*Problem details*. Return exactly the lines of the records below, starting at the line that contains "Each instance of the bracelet" and ending at the line that contains "Target: shirt collar", with both of those lines kept.
━━ Input data ━━
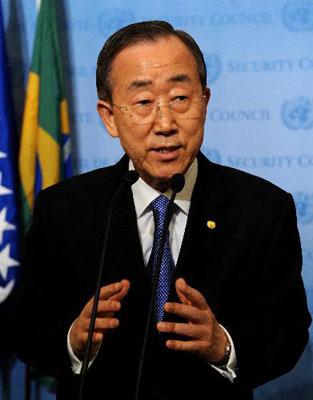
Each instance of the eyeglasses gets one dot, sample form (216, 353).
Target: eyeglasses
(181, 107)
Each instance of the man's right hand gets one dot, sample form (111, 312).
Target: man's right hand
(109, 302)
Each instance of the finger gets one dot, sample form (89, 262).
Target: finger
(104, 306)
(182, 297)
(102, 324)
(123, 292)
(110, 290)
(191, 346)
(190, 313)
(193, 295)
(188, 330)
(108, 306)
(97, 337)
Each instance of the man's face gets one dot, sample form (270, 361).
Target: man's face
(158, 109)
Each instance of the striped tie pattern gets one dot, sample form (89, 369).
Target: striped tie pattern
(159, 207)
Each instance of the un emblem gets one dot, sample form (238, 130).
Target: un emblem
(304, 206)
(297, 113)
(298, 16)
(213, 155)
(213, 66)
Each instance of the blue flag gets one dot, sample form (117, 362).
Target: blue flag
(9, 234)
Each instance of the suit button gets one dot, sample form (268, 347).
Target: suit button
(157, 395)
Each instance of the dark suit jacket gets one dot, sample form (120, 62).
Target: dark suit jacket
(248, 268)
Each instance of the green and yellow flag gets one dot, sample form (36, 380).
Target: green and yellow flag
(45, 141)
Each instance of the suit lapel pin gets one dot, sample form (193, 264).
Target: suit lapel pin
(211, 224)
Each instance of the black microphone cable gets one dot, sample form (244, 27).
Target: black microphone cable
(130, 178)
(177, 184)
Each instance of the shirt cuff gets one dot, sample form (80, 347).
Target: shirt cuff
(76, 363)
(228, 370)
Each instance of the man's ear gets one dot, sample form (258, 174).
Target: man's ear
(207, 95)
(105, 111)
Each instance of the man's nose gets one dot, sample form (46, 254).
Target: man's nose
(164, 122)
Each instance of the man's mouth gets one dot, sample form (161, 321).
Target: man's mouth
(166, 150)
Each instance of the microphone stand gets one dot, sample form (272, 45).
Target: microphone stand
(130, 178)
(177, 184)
━━━
━━ Input data ━━
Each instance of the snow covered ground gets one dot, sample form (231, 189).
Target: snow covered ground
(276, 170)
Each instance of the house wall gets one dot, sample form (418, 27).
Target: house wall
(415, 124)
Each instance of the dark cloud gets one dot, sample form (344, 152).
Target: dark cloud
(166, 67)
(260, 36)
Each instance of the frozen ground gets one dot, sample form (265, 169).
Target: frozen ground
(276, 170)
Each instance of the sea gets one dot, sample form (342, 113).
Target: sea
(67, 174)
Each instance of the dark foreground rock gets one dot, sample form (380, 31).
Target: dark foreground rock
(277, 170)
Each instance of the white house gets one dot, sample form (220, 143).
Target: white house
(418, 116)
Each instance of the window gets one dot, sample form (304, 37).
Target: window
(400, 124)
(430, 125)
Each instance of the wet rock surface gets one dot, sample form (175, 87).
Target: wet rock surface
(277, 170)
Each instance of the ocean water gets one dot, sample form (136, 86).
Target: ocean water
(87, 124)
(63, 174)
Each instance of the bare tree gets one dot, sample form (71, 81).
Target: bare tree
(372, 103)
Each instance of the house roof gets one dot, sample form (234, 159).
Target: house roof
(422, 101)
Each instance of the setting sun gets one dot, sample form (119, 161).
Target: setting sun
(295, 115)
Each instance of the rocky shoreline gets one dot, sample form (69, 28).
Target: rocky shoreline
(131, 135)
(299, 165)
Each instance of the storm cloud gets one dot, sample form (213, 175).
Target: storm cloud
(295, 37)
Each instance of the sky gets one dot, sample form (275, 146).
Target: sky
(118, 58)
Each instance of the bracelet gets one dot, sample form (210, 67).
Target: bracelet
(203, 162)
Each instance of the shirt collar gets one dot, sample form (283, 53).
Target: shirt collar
━━━
*Solution to this exercise*.
Each instance of the bracelet gets one dot, sample form (210, 67).
Target: bracelet
(203, 162)
Each instance of the shirt collar gets one dot, sample form (283, 53).
Target: shirt collar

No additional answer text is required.